[[ DOCUMENT TEXT, beginning ]]

English cricketer and British Army officer

Brigadier-General Ernest Napper Tandy, (13 May 1879 - 6 May 1953) was a British Army officer who played first-class cricket for Somerset in 1904 and 1905. He also played one first-class match for Marylebone Cricket Club (MCC) in 1908.

==Cricket career==
Educated at Wellington College, Tandy was a right-handed middle-order batsman. He made his first-class cricket debut in a single match for Somerset against Sussex in 1904, scoring eight in the only innings possible in a rain-ruined game. A year later, he reappeared in another single game, this time scoring 0 and 17 against Yorkshire. A fairly regular player of non-first-class cricket both for MCC and for other amateur sides, he played just one more first-class match and scored 26 and 30, his highest totals, in the match against Leicestershire at Lord's in 1908.

==Military career==
Tandy was a career army officer. He was a cadet at the Royal Military Academy, Woolwich and joined the Royal Artillery as a second lieutenant on 26 February 1898.

He fought in the Second Boer War, leaving Southampton for South Africa on the SS Canada in early February 1900. Promotion to lieutenant followed on 16 February 1901. He was mentioned in Sir Redvers Buller's report to Lord Roberts on the campaign: "2nd Lieutenant E. N. Tandy, No. 2 Company, Western Division, R.G.A., was specially mentioned to me for his services when detached with two 12-pr. Q.F. guns with a column under Lieut.-Colonel E. C. Bethune, 16th Lancers." The war ended in June 1902, and Tandy returned to the United Kingdom on the SS Syria two months later, arriving in Southampton in early September.

[[ DOCUMENT TEXT, end ]]
[[ RECORD EXCERPTS, beginning ]]

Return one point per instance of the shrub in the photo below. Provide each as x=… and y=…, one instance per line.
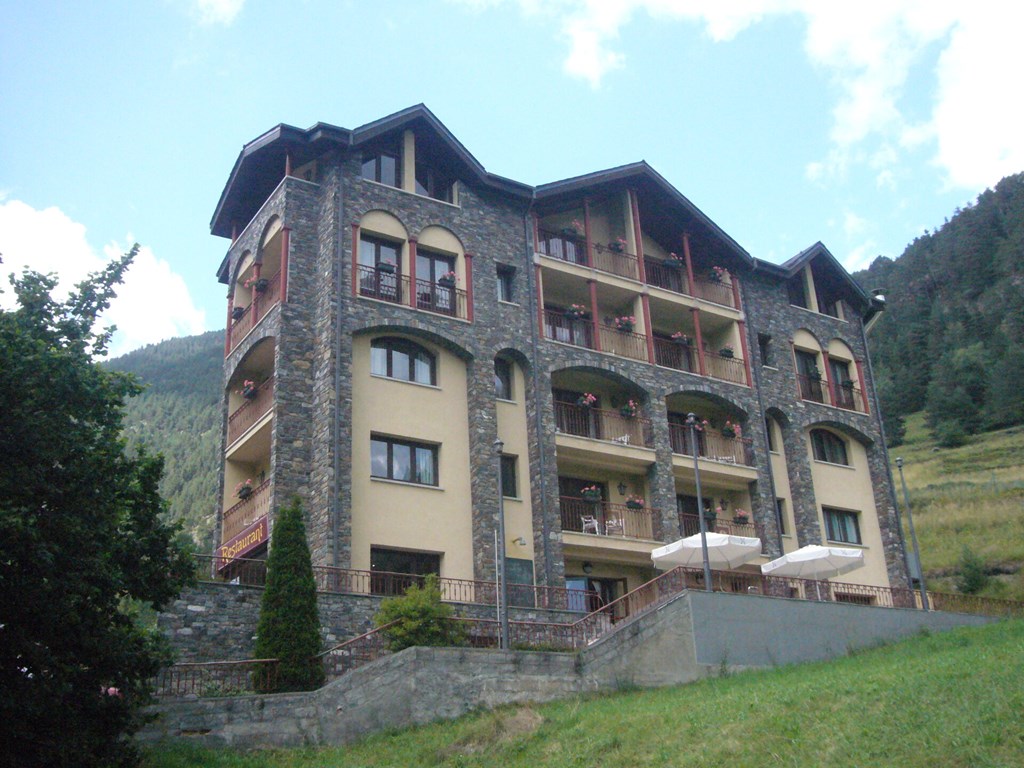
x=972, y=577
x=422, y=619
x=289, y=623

[[ RECORD EXCERPTS, end ]]
[[ RECORD EXCERPTS, beginning ]]

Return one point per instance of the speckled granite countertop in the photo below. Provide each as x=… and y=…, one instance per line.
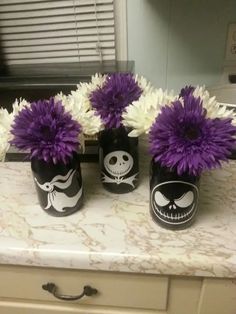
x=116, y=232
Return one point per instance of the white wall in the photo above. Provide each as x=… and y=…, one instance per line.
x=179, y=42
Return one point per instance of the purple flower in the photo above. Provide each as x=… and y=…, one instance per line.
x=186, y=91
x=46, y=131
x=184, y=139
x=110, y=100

[[ RECORD EXCERPTS, end ]]
[[ RECORD EXCERPTS, beginning ]]

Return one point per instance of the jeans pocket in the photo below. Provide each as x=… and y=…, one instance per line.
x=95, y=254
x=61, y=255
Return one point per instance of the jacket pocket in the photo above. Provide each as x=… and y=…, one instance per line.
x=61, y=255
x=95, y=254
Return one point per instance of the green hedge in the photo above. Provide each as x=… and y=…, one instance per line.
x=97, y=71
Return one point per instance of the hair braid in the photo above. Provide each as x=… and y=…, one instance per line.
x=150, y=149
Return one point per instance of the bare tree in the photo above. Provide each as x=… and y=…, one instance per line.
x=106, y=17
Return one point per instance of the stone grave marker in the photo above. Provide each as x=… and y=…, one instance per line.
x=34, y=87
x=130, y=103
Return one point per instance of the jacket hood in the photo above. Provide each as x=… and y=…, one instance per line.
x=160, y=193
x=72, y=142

[[ RECORD EXCERPTS, end ]]

- **INSTRUCTIONS**
1) Copy the passage of the Tandy biography between "Brigadier-General Ernest Napper" and "(MCC) in 1908.", inclusive.
2) Take the Tandy biography further from the point where it stops.

- **EXERCISE RESULTS**
1)
Brigadier-General Ernest Napper Tandy, (13 May 1879 - 6 May 1953) was a British Army officer who played first-class cricket for Somerset in 1904 and 1905. He also played one first-class match for Marylebone Cricket Club (MCC) in 1908.

2)
Promoted in February 1904 to captain, he was appointed adjutant at the Ordnance College, later the Royal Military College of Science, at Woolwich, then part of Kent, later that year.

By 1915, he was a major within the Royal Artillery and the following year he was a temporary lieutenant-colonel, having been assigned as a general staff officer, grade 1. At the end of the First World War he was temporarily promoted to be a brigadier-general and by this time he was invested with the Distinguished Service Order and was invested as a Companion of the Order of St Michael and St George.

The temporary elevation ended at the end of 1919 and Tandy retired from the army in 1921 and was placed in the reserve of officers with the honorary rank of brigadier general. He was granted the temporary rank of colonel commandant while employed in India as a surveyor general.

He finally retired from the reserve list in 1934. He was a younger brother of Maurice Tandy.